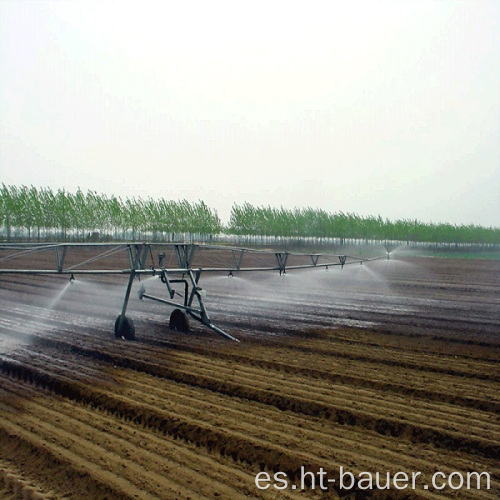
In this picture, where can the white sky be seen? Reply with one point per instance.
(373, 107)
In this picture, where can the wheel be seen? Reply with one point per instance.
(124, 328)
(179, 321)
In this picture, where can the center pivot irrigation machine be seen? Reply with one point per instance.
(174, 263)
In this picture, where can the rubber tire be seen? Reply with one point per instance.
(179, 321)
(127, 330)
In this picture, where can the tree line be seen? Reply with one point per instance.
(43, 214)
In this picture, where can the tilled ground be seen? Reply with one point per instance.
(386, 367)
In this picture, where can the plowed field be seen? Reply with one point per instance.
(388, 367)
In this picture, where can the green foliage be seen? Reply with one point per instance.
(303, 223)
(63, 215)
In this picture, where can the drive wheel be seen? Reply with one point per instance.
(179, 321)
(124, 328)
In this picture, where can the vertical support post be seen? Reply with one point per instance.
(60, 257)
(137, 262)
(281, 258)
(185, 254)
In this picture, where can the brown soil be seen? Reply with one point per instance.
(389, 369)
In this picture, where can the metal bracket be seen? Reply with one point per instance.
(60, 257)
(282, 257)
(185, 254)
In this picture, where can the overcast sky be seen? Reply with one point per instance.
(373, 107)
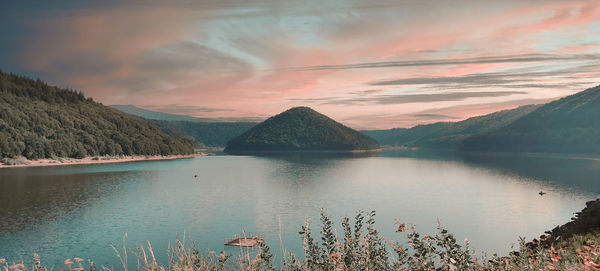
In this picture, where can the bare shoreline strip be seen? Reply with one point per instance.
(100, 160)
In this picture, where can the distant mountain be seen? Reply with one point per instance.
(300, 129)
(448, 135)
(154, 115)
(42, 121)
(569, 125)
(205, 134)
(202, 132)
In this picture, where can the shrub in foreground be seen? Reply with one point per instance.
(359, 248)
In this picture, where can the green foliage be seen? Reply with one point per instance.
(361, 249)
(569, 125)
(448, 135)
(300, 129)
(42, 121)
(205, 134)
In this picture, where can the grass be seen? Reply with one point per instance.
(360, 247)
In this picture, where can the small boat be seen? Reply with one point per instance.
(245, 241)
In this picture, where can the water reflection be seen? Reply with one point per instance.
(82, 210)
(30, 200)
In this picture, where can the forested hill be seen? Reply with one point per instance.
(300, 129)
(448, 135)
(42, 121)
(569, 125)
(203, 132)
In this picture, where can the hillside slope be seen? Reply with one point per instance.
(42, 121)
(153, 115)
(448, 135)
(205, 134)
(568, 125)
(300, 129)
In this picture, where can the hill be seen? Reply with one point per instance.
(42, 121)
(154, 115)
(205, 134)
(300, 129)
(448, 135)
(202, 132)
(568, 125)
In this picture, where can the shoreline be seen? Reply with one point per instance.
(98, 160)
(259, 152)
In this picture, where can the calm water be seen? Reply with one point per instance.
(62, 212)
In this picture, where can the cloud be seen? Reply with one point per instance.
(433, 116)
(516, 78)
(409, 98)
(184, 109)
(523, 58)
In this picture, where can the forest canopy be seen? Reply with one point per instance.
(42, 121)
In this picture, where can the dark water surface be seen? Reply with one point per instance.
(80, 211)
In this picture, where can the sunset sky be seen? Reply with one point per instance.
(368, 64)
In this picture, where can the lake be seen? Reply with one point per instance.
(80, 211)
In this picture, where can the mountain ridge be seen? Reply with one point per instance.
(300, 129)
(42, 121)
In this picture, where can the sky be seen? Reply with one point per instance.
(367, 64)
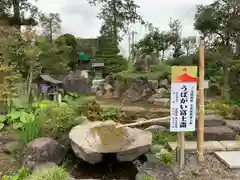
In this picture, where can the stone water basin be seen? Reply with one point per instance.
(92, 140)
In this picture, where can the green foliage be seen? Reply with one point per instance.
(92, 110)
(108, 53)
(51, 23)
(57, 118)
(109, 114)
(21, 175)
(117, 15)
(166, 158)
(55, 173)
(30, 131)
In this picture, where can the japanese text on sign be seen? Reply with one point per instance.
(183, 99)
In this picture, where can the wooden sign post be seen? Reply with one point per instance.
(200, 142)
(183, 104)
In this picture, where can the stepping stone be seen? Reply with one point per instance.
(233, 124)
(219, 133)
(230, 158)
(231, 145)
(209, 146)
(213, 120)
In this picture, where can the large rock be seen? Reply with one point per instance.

....

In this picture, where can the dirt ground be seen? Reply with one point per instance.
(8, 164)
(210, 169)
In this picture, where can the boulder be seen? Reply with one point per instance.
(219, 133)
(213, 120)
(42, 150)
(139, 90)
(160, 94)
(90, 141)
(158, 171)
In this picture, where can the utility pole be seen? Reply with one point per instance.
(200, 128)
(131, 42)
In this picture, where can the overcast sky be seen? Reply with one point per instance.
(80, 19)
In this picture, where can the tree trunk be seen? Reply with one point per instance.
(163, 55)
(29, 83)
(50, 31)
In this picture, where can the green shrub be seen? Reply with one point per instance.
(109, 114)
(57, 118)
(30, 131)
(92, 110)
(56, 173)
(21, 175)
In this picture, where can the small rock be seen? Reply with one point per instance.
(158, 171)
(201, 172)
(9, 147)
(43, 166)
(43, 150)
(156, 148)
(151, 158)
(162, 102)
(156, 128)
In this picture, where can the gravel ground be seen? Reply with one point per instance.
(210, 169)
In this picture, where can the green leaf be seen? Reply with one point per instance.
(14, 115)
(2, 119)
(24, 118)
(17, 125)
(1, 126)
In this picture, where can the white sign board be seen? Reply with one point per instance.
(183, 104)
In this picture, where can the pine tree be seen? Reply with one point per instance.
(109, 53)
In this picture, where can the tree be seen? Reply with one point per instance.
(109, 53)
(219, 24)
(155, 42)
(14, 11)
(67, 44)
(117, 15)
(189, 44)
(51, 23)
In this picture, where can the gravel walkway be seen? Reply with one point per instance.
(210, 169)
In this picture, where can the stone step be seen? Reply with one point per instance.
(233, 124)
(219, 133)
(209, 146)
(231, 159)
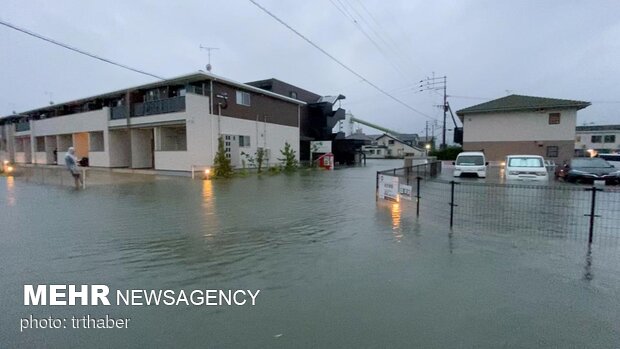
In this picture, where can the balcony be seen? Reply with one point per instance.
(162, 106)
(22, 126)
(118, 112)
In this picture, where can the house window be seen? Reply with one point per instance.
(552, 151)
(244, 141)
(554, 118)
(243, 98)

....

### Your objective
Copy exactly the stretch of data above from the line with "In this picture, where can the wooden" through the line with "In this picture, where can the large", and omit all other lines.

### Answer area
In this picture, where can the wooden sign post be seen? Reply with one point per instance.
(200, 142)
(183, 104)
In this picture, where can the stepping stone be seen? Reply with one point per instance.
(233, 124)
(219, 133)
(230, 158)
(231, 145)
(209, 146)
(213, 120)
In this picture, where can the large rock be seen? Reply with one point per instance.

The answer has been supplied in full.